Copy all of the records below verbatim.

-- START SUPPLIED ENTRIES --

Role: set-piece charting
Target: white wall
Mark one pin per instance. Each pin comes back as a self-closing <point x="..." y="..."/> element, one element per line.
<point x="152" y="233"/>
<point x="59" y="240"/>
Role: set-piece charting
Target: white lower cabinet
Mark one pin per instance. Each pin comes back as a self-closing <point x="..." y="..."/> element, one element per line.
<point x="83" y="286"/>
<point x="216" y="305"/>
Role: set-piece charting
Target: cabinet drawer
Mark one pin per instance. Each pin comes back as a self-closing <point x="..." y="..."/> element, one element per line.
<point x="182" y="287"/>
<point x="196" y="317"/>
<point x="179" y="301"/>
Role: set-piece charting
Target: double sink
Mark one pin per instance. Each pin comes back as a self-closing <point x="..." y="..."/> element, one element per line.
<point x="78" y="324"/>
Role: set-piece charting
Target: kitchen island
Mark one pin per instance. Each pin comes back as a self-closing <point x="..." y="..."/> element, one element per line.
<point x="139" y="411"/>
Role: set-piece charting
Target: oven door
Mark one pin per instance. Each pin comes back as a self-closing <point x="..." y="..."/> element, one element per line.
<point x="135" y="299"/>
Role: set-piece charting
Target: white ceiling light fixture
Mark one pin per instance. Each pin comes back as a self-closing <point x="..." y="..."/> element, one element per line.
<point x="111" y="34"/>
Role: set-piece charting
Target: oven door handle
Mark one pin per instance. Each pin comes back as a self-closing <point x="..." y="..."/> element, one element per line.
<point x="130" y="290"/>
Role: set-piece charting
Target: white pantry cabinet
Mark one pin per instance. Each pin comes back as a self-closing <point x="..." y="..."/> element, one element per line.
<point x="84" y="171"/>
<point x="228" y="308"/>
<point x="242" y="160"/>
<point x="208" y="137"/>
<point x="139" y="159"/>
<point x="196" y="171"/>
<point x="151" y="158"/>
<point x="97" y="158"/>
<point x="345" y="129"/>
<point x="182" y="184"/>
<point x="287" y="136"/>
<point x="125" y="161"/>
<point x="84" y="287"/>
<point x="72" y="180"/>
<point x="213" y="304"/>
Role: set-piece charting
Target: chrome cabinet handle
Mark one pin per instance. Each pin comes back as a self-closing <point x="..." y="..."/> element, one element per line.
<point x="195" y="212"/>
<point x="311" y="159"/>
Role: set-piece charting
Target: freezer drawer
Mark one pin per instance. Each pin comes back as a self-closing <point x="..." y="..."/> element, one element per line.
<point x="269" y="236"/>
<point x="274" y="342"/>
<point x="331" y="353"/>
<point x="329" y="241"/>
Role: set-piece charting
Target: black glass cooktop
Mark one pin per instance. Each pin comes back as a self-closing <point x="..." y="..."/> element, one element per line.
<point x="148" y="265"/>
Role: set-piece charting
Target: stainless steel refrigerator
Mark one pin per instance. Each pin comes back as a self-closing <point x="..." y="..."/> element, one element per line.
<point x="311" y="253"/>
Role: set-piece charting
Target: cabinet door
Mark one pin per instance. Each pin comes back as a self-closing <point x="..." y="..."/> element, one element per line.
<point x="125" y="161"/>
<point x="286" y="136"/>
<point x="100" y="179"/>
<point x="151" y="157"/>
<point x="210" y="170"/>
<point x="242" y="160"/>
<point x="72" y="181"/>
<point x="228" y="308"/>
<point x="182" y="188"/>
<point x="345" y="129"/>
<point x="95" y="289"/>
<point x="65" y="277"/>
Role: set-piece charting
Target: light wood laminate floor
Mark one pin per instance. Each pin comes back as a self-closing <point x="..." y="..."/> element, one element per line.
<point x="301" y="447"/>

-- END SUPPLIED ENTRIES --

* _SOLVED EXERCISE_:
Role: set-piece charting
Target: white wall
Mark one pin per instance. Each pin comes back as a self-closing <point x="..." y="..."/> element, one element per line.
<point x="152" y="233"/>
<point x="59" y="240"/>
Role: set-piece charting
Target: white lower cabinet
Mark one pin per instance. Each pin comes back as a self-closing <point x="..." y="..."/> element, one element per line.
<point x="83" y="286"/>
<point x="216" y="305"/>
Role: set-piece charting
Target: cabinet drawer
Mark one pin per instance. Each pin comes back as a self-closing <point x="..." y="..."/> element, one element per line.
<point x="182" y="287"/>
<point x="196" y="317"/>
<point x="179" y="301"/>
Role: set-piece charting
Target: double sink
Mark one pin per instance. Each pin comes back as a self-closing <point x="..." y="..."/> element, one element per line.
<point x="78" y="324"/>
Role: set-piece charting
Target: kitchen island
Mark one pin per instance. Each pin comes back as a self-closing <point x="..." y="..."/> element, one element per line.
<point x="139" y="411"/>
Role: set-piece charting
Target: oven door
Mark one pin per instance. Each pin comes back as a self-closing <point x="..." y="..."/> element, one element per line.
<point x="135" y="299"/>
Role: set-piece charting
Target: white ceiling light fixture
Mark one pin per instance. Each pin comes back as a self-closing <point x="..." y="..."/> element, one element per line.
<point x="111" y="34"/>
Role: set-piece charting
Target: oven door handle
Mark one pin per instance. Each pin comes back as a self-closing <point x="..." y="..."/> element, one element per line.
<point x="130" y="290"/>
Role: set-piece charting
Target: white pantry cabinet
Mark one pin per instance. Each pin comes back as a self-closing <point x="..." y="..."/> element, one element per line.
<point x="84" y="171"/>
<point x="228" y="308"/>
<point x="242" y="160"/>
<point x="208" y="137"/>
<point x="139" y="159"/>
<point x="196" y="171"/>
<point x="151" y="158"/>
<point x="97" y="158"/>
<point x="345" y="129"/>
<point x="182" y="184"/>
<point x="287" y="136"/>
<point x="125" y="161"/>
<point x="84" y="287"/>
<point x="72" y="180"/>
<point x="213" y="304"/>
Role: set-piece charting
Target: chrome cabinet handle
Mark one pin per instance. Each pin comes back as a self-closing <point x="..." y="..."/> element, one element per line.
<point x="195" y="212"/>
<point x="311" y="159"/>
Role: set-piece charting
Target: freezer drawer
Mark one pin per instance. Each pin comes back as a self-closing <point x="..." y="..."/> element, one element per line.
<point x="269" y="236"/>
<point x="274" y="342"/>
<point x="331" y="353"/>
<point x="329" y="241"/>
Role: set-piece charting
Target: black glass cooktop
Mark one pin per instance. Each pin comes back as a self-closing <point x="..." y="..."/> element, one element per line.
<point x="148" y="265"/>
Role: set-piece charting
Target: stainless steel refrigerator
Mark one pin per instance. Each pin comes back as a self-closing <point x="..." y="..."/> element, one element per line.
<point x="311" y="253"/>
Role: set-piece charting
Target: cabinet door
Mark one pin per instance. Each pin comes back as a self-closing <point x="..." y="..."/> element, one element per line.
<point x="125" y="161"/>
<point x="286" y="136"/>
<point x="100" y="179"/>
<point x="151" y="157"/>
<point x="210" y="170"/>
<point x="242" y="160"/>
<point x="72" y="181"/>
<point x="228" y="308"/>
<point x="182" y="188"/>
<point x="345" y="129"/>
<point x="95" y="289"/>
<point x="65" y="277"/>
Role: set-piece charting
Target: light wood laminate floor
Mark one pin per instance. Each pin comes back as a self-closing <point x="..." y="..."/> element, one element per line.
<point x="301" y="447"/>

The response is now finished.